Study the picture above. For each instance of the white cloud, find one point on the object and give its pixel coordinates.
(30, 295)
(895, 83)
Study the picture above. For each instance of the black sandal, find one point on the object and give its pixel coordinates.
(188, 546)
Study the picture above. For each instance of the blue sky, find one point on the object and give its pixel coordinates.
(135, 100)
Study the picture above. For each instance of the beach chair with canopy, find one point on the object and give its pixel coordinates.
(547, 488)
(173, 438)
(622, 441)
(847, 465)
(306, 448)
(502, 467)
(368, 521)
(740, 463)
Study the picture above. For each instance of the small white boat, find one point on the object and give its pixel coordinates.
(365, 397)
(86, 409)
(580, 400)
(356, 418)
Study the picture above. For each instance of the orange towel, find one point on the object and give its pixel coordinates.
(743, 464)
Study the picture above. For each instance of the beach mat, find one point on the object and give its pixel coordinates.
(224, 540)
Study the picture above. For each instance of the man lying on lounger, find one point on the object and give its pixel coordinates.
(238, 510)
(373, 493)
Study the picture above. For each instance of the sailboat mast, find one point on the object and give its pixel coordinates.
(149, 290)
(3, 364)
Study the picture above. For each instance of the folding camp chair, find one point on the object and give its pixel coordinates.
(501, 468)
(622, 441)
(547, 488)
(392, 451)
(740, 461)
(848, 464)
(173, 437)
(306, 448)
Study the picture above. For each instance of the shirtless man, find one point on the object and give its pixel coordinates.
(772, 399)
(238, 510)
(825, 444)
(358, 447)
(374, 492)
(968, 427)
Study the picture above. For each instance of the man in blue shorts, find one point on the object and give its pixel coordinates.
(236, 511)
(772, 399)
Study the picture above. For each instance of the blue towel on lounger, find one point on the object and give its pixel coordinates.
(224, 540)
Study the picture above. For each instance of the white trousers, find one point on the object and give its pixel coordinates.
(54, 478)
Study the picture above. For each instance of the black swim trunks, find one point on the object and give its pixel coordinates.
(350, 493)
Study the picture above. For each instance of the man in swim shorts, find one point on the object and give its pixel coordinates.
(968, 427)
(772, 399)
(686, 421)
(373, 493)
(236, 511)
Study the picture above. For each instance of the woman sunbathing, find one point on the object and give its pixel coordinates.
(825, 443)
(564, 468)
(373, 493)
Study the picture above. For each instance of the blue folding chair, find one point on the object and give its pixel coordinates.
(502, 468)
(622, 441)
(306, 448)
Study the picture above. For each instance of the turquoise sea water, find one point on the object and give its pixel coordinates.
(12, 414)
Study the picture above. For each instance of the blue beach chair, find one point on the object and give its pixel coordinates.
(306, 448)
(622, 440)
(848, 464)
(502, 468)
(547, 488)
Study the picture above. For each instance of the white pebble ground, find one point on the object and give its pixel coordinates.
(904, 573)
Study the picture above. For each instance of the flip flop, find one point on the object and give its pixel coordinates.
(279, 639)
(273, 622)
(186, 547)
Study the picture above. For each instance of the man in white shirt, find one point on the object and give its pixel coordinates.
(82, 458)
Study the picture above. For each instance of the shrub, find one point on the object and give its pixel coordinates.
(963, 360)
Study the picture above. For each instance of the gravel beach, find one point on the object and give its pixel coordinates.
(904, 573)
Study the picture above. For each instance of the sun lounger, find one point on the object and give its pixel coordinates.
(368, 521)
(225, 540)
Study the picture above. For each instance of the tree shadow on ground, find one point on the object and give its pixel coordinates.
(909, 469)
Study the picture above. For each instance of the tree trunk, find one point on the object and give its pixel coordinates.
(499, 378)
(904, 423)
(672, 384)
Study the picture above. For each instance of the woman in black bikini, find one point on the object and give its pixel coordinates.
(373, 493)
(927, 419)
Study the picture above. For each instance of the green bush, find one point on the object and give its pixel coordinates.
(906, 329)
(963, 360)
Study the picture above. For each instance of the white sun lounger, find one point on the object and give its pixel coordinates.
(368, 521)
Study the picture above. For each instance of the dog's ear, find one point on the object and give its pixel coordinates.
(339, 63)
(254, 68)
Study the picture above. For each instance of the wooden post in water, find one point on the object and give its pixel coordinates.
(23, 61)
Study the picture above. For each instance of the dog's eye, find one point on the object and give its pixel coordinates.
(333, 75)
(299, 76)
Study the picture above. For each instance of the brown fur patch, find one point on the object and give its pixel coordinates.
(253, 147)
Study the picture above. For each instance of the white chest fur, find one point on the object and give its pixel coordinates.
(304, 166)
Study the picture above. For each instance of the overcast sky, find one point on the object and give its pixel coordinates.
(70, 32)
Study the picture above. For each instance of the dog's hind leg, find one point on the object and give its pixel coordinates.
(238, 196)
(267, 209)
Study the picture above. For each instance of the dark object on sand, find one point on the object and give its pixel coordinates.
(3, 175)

•••

_TASK ITEM_
Give the entries again, every one of them exactly.

_EXERCISE ANSWER_
Study the picture above. For each instance of the white cloud, find one point on the object and give its pixel coordinates.
(30, 295)
(895, 83)
Study the picture above. For each instance of the black sandal, find one point on the object and give its pixel coordinates.
(188, 546)
Study the picture above. For each instance of the blue sky, find one point on the object and give its pixel coordinates.
(135, 100)
Study the picture above. For each instance of the beach chair with canopy, find one point on the object and give its pixel coordinates.
(547, 488)
(173, 438)
(622, 441)
(847, 465)
(306, 448)
(502, 467)
(368, 521)
(740, 463)
Study the picture above. For each instance of the small white boat, find one point on the object and give its pixel coordinates.
(365, 397)
(86, 409)
(580, 400)
(356, 418)
Study the picture above. For each instance of the orange towel, find one point on the object and give its pixel coordinates.
(743, 464)
Study the picture above. For each instance of the beach mat, find one point on the object and give its pixel coordinates.
(224, 540)
Study the picture above. For each instance of the man lying on lounger, find one point on the object and give its pixel coordinates.
(238, 510)
(373, 493)
Study the picture above. For each instance of the sailboat mast, find one point on the object and give its pixel coordinates.
(149, 290)
(3, 364)
Study the picture above. For each instance of the folding camp chair, find one point on the object and give its pixel coordinates.
(501, 468)
(622, 441)
(547, 488)
(392, 451)
(740, 461)
(848, 464)
(173, 437)
(306, 448)
Study the picture above. For each instance of the shirtless man, find one point on the object and give its pixel coordinates.
(772, 399)
(238, 510)
(825, 444)
(358, 447)
(374, 492)
(968, 427)
Study the picture above. For each instance of the man in blue shorts, find one point on the object and give its pixel coordinates.
(236, 511)
(772, 399)
Study the picture above. For each instance of the blue towel on lounger, find one point on the object and give its pixel coordinates.
(224, 540)
Study the picture above. For each instance of the white trousers, find one point on the object and give its pixel coordinates.
(54, 478)
Study the picture above. For each instance of the black swim trunks, find one point on the object and give its pixel coordinates.
(350, 493)
Study the picture above. For each instance of the man in swim shorts, find one point on the object and give its pixel coordinates.
(968, 427)
(772, 399)
(686, 421)
(373, 493)
(236, 511)
Study the picture above. For each instance of the woman sunbathing, find one point on the object and give its pixel coordinates.
(825, 443)
(564, 468)
(373, 493)
Study the picture above. For each instance of the blue folding chair, find one point on the object and give its pixel coordinates.
(502, 468)
(622, 441)
(306, 448)
Study the picture above. For each instance of the turquoise sea water, find one point on the object and give its pixel coordinates.
(12, 414)
Study the picture above. For each instance of the blue beach chair, find one point on the object and give its pixel coordinates.
(306, 448)
(622, 440)
(848, 464)
(502, 468)
(547, 488)
Study the picture above. For each instance of the white pebble ground, find one point on the object and give its pixel coordinates.
(904, 573)
Study the picture above. For each instance of the flip flop, find one point on the object and give its pixel coordinates.
(279, 639)
(273, 622)
(186, 547)
Study the picture above. For each instance of the man in white shirt, find one point on the object and give its pixel coordinates.
(82, 458)
Study the picture above. For each instance of the shrub, find one point on the object and give its pixel coordinates.
(963, 360)
Study the picture above. For each instance of the gravel beach, find one point on the object and give its pixel coordinates.
(904, 573)
Study the picture above. For each instance of the sun lounger, find one point on the object and give its pixel coordinates.
(368, 521)
(225, 540)
Study the picture above. For each instance of the tree shadow on ground, find one point on the object and give its pixel coordinates.
(909, 469)
Study the picture above. For each instance of the tree trunk, find one point on the object and give its pixel coordinates.
(499, 378)
(904, 423)
(672, 384)
Study the picture above. For each instance of the woman in black bikini, find one point on the object and give its pixel coordinates.
(373, 493)
(927, 419)
Study the picture above. For each instance of the green bush, find one point on the object and give its pixel coordinates.
(906, 329)
(963, 360)
Study the picture above. For each instance of the white sun lounger, find one point on the object and give its pixel coordinates.
(368, 521)
Study the picture above. For each instance of the dog's ear, find one point on the object and give its pixel coordinates.
(339, 63)
(254, 68)
Study the picture above. For each instance of the wooden post in water, find one point on the object and give its pixel coordinates.
(23, 61)
Study the picture above. For each instance of the dog's eye, find one point on the object and give its pixel coordinates.
(333, 75)
(299, 76)
Study the picture above. For each instance of the brown fur patch, find one point on the object and give its pixel coordinates.
(253, 147)
Study the picture above. For each instance of the white chest fur, find one point on the object and give its pixel coordinates.
(304, 166)
Study the picture above. For each instance of the overcast sky, find one point on the object and give its pixel coordinates.
(70, 32)
Study the picture above. For each instance of the dog's hind leg, find one point on the object and give its pixel coordinates.
(238, 196)
(267, 209)
Study the picture above. For each instance of the dark object on sand, find one point on the object and give its pixel coordinates.
(3, 175)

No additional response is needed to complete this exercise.